▸ **Given problem**
Give the rows from the line containing "I was told the bathroom vanity" through the line containing "[0,215,7,263]" as a numbered list, leaving out blank lines.

▸ **Provided records**
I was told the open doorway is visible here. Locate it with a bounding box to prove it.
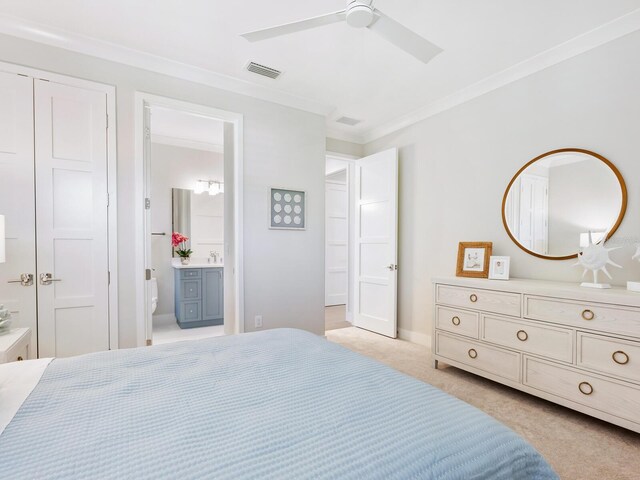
[148,106,225,344]
[325,154,354,330]
[136,94,244,345]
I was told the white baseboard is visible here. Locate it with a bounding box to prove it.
[398,328,431,347]
[153,313,176,325]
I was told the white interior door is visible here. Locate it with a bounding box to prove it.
[353,148,398,338]
[0,72,37,356]
[34,80,109,357]
[518,175,549,254]
[324,170,349,307]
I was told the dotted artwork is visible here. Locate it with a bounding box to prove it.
[269,188,306,230]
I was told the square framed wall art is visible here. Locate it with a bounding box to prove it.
[269,187,307,230]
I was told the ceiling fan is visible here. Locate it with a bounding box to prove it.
[241,0,442,63]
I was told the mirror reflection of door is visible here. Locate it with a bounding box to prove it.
[503,149,626,258]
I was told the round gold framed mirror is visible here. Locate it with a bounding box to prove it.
[502,148,627,260]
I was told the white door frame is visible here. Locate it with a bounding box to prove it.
[134,92,244,346]
[0,62,119,350]
[325,151,360,323]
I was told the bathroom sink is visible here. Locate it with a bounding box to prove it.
[171,258,224,268]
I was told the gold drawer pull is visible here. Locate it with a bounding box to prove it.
[582,309,596,320]
[611,350,629,365]
[578,382,593,395]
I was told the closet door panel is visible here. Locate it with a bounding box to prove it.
[0,72,37,352]
[34,80,109,357]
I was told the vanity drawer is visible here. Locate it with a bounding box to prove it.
[436,305,480,338]
[180,268,201,278]
[180,279,202,300]
[436,284,521,317]
[436,332,520,382]
[180,302,202,323]
[578,332,640,382]
[480,315,573,363]
[523,356,640,423]
[524,296,640,336]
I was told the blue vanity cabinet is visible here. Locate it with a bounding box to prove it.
[175,267,224,328]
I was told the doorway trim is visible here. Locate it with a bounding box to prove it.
[325,151,361,323]
[134,92,244,346]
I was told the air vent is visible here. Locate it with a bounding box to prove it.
[336,117,362,127]
[247,62,282,79]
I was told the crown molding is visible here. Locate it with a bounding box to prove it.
[0,14,334,116]
[361,8,640,143]
[151,133,224,153]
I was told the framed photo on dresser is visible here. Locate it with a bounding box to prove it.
[456,242,493,278]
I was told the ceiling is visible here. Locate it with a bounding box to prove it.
[0,0,640,142]
[151,107,224,151]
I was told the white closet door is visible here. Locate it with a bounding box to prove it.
[34,80,109,357]
[0,72,37,352]
[353,148,398,338]
[324,178,349,307]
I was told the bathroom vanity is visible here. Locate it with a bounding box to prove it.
[173,263,224,328]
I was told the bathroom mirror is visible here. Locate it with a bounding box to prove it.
[171,188,224,258]
[502,148,627,260]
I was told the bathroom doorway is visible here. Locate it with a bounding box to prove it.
[138,94,243,345]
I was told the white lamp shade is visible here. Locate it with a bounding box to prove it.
[0,215,7,263]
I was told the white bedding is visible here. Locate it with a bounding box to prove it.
[0,358,53,433]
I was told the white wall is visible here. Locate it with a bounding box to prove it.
[326,138,364,158]
[365,32,640,341]
[151,143,224,316]
[0,35,326,347]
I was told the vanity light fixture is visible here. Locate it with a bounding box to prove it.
[193,180,224,196]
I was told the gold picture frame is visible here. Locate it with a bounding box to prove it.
[456,242,493,278]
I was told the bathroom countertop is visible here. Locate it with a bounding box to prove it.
[171,260,224,269]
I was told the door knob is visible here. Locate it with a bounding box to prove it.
[7,273,33,287]
[40,273,62,285]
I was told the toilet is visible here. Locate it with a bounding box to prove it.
[150,277,158,314]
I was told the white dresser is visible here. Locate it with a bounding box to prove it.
[433,277,640,432]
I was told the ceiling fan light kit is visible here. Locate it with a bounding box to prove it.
[241,0,442,63]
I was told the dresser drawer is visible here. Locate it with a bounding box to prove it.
[480,315,573,363]
[436,332,520,382]
[524,296,640,336]
[577,332,640,382]
[436,305,480,338]
[436,284,521,317]
[523,356,640,423]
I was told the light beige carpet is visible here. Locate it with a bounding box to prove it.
[326,327,640,480]
[324,305,351,331]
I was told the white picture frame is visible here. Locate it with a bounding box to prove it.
[489,255,511,280]
[268,187,307,231]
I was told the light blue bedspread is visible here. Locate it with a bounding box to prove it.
[0,329,557,480]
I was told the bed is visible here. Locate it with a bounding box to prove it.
[0,329,558,480]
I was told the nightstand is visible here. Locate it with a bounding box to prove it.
[0,328,31,363]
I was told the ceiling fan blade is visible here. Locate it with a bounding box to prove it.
[368,9,442,63]
[240,10,346,42]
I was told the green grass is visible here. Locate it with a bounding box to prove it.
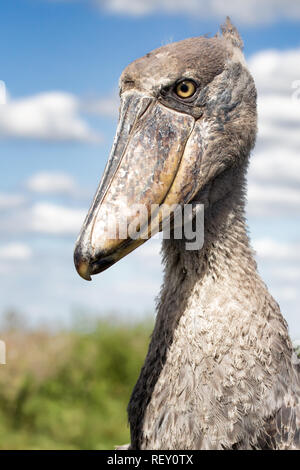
[0,322,151,449]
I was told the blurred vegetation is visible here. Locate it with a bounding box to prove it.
[0,319,151,449]
[0,312,300,450]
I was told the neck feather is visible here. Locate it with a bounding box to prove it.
[128,163,290,449]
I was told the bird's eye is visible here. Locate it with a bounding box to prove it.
[175,80,196,98]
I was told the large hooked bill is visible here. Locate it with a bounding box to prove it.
[74,91,201,280]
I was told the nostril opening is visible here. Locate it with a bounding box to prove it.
[74,249,92,281]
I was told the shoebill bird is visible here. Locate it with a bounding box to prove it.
[74,19,300,450]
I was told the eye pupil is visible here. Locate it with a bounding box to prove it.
[175,80,196,98]
[180,83,189,93]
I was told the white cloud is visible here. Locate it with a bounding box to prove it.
[0,243,32,260]
[92,0,300,25]
[26,171,77,194]
[28,202,86,235]
[0,193,25,210]
[248,48,300,96]
[1,202,87,236]
[81,93,120,118]
[253,238,300,262]
[0,92,99,142]
[248,49,300,216]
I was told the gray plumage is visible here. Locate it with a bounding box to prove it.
[128,22,300,449]
[75,20,300,449]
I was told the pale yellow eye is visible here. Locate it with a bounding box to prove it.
[175,80,196,98]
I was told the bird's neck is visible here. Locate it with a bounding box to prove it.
[128,164,288,449]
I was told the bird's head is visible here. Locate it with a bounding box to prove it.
[74,19,256,279]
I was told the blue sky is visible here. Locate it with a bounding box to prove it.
[0,0,300,338]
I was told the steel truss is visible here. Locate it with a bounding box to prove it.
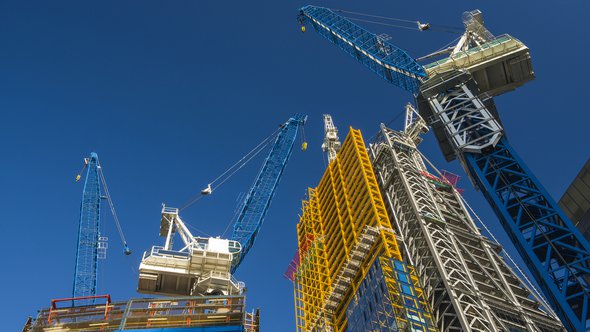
[423,79,590,331]
[370,120,562,331]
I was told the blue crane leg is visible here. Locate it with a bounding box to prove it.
[73,153,101,297]
[465,137,590,331]
[299,6,426,93]
[231,114,306,273]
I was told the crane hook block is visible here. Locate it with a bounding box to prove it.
[416,21,430,31]
[125,244,131,256]
[201,184,213,195]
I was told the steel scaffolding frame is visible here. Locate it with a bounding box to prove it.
[370,119,563,331]
[294,128,436,331]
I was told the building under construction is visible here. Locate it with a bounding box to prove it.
[289,125,436,331]
[23,114,306,332]
[288,115,563,331]
[298,5,590,332]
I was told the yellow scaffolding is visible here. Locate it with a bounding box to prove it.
[293,128,438,331]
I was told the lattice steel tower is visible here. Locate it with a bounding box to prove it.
[370,108,563,331]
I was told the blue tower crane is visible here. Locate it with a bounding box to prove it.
[298,6,590,331]
[72,152,131,298]
[137,114,307,295]
[231,114,307,273]
[73,152,102,297]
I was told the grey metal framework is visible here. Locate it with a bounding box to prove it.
[370,118,563,331]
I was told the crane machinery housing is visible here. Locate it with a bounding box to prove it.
[298,6,590,331]
[23,114,306,332]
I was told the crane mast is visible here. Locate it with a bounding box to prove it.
[72,152,104,297]
[322,114,341,163]
[299,6,590,331]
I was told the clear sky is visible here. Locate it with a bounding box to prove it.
[0,0,590,331]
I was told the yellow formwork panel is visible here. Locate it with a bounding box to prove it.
[294,128,438,331]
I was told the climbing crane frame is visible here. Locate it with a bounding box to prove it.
[299,6,590,331]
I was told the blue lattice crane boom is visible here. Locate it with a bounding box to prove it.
[72,152,131,298]
[231,114,306,273]
[299,6,590,331]
[299,6,426,93]
[137,114,307,295]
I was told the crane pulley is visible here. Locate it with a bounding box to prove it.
[138,114,307,295]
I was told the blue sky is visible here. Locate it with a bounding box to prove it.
[0,0,590,331]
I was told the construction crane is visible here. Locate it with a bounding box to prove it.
[322,114,341,163]
[138,114,307,295]
[298,6,590,331]
[72,152,131,301]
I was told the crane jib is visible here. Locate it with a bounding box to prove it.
[299,6,427,93]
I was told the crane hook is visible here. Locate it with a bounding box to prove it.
[124,243,131,256]
[416,21,430,31]
[201,183,213,196]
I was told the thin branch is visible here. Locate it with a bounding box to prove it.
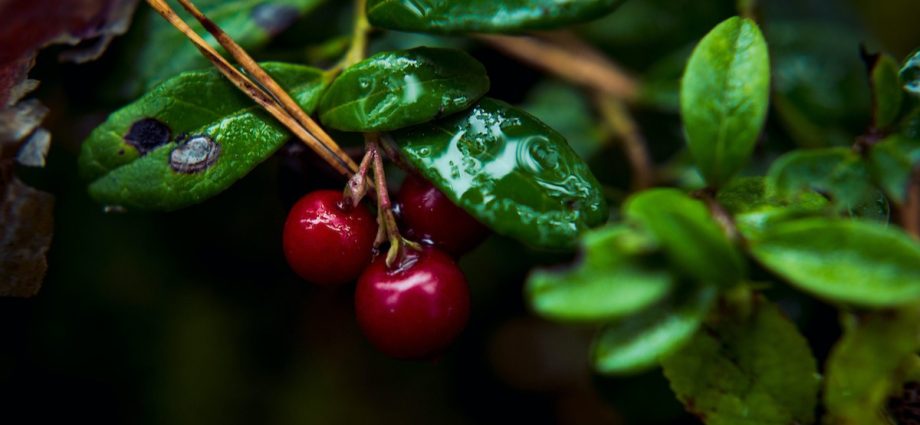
[476,33,639,102]
[179,0,358,173]
[594,95,655,191]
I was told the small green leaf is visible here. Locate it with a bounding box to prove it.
[680,17,770,187]
[80,63,328,210]
[391,98,608,248]
[521,81,604,159]
[319,47,489,132]
[750,218,920,308]
[767,148,888,221]
[526,225,673,322]
[824,309,920,425]
[869,54,903,129]
[126,0,324,96]
[868,135,920,205]
[623,189,745,286]
[592,286,718,375]
[899,50,920,97]
[367,0,623,33]
[662,300,820,425]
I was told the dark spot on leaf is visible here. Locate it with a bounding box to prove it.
[125,118,171,155]
[252,3,300,36]
[169,134,220,174]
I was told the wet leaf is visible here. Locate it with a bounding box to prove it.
[80,63,328,210]
[592,286,718,375]
[869,54,903,129]
[526,225,674,322]
[867,135,920,205]
[126,0,324,97]
[521,81,604,159]
[623,189,745,286]
[899,50,920,97]
[392,98,607,249]
[750,218,920,308]
[367,0,623,33]
[319,47,489,132]
[824,308,920,425]
[0,175,54,297]
[680,17,770,187]
[662,300,820,425]
[767,148,888,221]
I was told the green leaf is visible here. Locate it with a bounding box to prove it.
[526,225,673,322]
[680,17,770,187]
[716,177,828,239]
[824,309,920,425]
[521,81,604,159]
[391,98,608,248]
[868,135,920,205]
[623,189,745,286]
[367,0,623,33]
[80,63,328,210]
[662,300,820,425]
[899,50,920,97]
[319,47,489,132]
[125,0,324,96]
[869,54,903,129]
[750,218,920,308]
[592,286,718,375]
[767,148,888,221]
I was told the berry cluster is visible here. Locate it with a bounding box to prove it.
[283,175,488,359]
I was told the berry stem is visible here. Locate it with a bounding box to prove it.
[362,133,421,267]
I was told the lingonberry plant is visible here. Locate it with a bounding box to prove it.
[4,0,904,425]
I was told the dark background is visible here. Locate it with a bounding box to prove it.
[0,0,920,425]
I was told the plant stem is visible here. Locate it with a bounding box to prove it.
[475,33,639,102]
[332,0,371,72]
[594,95,654,191]
[364,133,421,267]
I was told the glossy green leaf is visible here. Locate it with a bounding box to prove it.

▸ **Full answer**
1. I was told the bathroom vanity is visible here. Locate it with a bounding box to prove it.
2. [173,263,224,328]
3. I was told the bathroom mirror is visible here. Locate it with a bounding box to prove it.
4. [171,188,224,258]
5. [502,148,627,260]
6. I was told the bathroom doorway is visible here. Locate it with a bounding box to prove it.
7. [138,94,243,345]
8. I was told the white lamp shade is visible here. Locate it with a bounding box to prove it.
9. [0,215,7,263]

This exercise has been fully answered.